Supplied text:
################
D: Quite the contrary, deliberation is: "the act of thinking about or discussing something and deciding carefully." This thought process is DEPENDENT upon and DETERMINED by the things it is thinking about. Deliberation about sandwiches cannot exist without all of the causal factors that led to the creation of sandwiches, nor without the determining factors that led to the development of deliberating organs (or even the soul if it is what is responsible for deliberation). The soul (assuming its existence) could still be said to be the determinant of reason and deliberation.
P17: The application of punishment or praise is contingent upon free will's existence.
D: This is not true. Isn't the goal of punishment and praise (assuming one is not instinctively punishing and praising) to change behavior? Wouldn't this imply that one would believe behavior is determined by factors which include reward and punishment? If reward and punishment had no bearing on affecting future behavior, why administer it? The converse is of their claim is true here. The assumption of punishment and praise being useful as behavior controls are CONTINGENT upon the premise that behavior is determined. Free will would suggest that there is nothing you could to change someone's behavior, as it is undetermined and therefore not open to outside influence.
P18: Emergence is not a solution, it is the thing to be solved. Appealing to emergence still does not answer why since it is a brute fact (fact without further explanation), and "it just is" is not a sufficient answer.
D: Wouldn't there have to be a handful of brute facts in order for the universe to exist? Things that "just are?" This is going to get into causal chain arguments.
P19: Something arises from nothing with emergence (impossible), matter has no capacity for consciousness.
D: False. Emergence is contingent upon the existence of its components. Wikipedia: "In philosophy, systems theory, science, and art, emergence occurs when a complex entity has properties or behaviors that its parts do not have on their own, and emerge only when they interact in a wider whole." Those new "properties" and "behaviors" do not exist independent of their parts. Water has emergent properties which are the results of the interactions between hydrogen and oxygen, but those properties rely upon not nothing but something (hydrogen and oxygen getting a little cozy with each other). If matter has no capacity for consciousness, then why do our brains seem to contain it?
################
Image point grounding data

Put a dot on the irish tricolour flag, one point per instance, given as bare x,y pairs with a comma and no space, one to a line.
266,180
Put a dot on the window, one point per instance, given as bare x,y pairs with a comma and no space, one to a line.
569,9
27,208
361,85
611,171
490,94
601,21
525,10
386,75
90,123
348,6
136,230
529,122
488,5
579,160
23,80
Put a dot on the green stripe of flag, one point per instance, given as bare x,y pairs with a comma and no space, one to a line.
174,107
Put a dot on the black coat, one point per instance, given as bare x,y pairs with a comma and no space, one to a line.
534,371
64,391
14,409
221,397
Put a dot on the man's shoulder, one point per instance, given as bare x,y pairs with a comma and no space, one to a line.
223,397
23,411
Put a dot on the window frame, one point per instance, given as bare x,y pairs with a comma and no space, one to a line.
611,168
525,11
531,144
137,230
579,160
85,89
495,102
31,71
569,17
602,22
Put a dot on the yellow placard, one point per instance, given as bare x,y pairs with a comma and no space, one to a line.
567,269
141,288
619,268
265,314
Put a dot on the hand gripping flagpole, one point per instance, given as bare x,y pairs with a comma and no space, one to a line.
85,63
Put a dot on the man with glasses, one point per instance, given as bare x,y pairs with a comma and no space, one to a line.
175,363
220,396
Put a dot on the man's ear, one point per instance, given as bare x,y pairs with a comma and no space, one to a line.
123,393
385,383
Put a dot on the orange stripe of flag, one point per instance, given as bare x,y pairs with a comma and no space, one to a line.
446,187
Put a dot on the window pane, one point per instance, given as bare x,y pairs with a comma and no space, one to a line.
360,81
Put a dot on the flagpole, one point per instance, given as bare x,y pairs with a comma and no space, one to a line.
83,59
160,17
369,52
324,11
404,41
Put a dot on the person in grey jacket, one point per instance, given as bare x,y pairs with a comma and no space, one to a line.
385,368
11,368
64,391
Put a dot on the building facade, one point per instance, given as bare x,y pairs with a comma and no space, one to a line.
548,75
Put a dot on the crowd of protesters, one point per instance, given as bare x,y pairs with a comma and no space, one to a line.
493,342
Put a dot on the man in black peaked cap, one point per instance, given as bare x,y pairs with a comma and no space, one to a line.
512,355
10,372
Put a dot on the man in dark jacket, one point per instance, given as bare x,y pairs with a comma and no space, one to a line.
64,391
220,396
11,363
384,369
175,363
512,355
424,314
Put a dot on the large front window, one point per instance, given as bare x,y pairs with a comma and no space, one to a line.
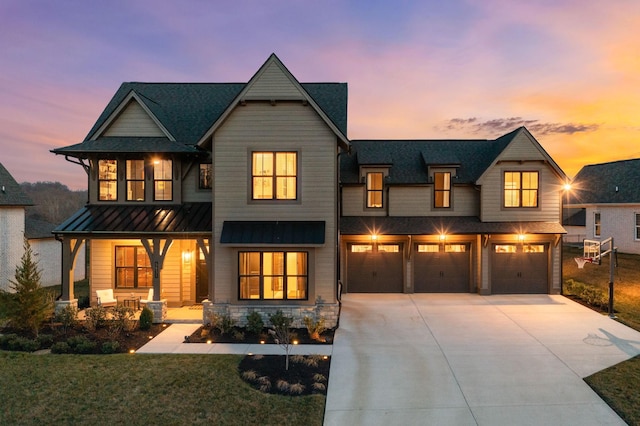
374,189
273,275
442,189
274,175
133,268
521,189
163,180
108,180
135,180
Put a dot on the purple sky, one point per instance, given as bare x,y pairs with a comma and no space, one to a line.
567,69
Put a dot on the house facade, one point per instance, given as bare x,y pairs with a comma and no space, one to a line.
250,197
608,200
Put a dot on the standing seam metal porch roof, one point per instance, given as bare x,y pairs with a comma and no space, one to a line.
132,220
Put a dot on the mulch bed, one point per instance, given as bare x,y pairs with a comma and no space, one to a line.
241,335
307,374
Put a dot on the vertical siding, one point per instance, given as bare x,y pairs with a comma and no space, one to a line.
133,121
11,243
261,126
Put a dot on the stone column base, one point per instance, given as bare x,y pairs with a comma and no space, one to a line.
61,304
159,309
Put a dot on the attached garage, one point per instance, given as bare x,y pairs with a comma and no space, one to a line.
519,268
374,268
441,268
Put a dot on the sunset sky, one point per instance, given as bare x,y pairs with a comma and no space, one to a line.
569,70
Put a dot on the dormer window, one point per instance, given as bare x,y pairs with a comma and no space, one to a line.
108,180
163,180
375,183
442,189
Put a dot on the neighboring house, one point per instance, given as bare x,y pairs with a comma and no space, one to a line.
451,216
13,201
249,197
608,194
48,252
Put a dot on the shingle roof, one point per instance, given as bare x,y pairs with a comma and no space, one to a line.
607,183
10,192
188,110
410,158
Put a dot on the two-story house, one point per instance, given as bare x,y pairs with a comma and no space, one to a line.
220,194
451,216
606,199
250,197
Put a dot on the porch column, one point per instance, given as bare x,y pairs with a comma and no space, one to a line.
70,248
157,252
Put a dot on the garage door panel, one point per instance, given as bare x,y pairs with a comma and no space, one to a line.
440,271
376,271
519,269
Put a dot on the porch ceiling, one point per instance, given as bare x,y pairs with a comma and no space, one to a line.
363,225
132,220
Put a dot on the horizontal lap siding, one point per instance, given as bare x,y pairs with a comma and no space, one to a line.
134,121
285,126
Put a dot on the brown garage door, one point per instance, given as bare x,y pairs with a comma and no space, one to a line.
441,268
374,268
519,268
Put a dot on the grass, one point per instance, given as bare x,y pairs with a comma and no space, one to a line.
617,385
141,389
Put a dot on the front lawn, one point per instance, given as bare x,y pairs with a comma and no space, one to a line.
141,389
617,385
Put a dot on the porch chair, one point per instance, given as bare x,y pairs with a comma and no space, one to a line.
148,299
105,298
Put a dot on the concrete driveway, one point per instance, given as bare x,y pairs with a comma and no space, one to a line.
464,359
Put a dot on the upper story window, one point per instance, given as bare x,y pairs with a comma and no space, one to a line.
108,180
274,175
374,189
162,180
442,189
205,176
521,189
135,180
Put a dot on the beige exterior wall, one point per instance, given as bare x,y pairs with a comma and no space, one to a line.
284,126
177,279
134,121
11,243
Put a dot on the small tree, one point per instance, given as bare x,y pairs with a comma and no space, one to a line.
281,331
29,305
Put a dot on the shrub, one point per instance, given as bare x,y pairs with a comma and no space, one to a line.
146,318
81,345
67,317
255,324
95,318
110,347
28,305
223,323
60,348
314,328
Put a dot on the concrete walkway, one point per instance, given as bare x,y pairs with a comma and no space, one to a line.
170,341
464,359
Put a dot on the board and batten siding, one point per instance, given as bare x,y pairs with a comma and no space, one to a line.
134,121
285,126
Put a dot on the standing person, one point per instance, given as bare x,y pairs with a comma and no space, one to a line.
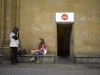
################
Activities:
1) Write out the part of the free will debate starting with "D: Wouldn't there" and going on through "capacity for consciousness.".
2) In the free will debate, which two elements does D say interact to give water its emergent properties?
3) Translate this sentence from the free will debate into Spanish: "Emergence is contingent upon the existence of its components."

Expected responses:
1)
D: Wouldn't there have to be a handful of brute facts in order for the universe to exist? Things that "just are?" This is going to get into causal chain arguments.
P19: Something arises from nothing with emergence (impossible), matter has no capacity for consciousness.

2) Hydrogen and oxygen.

3) La emergencia depende de la existencia de sus componentes.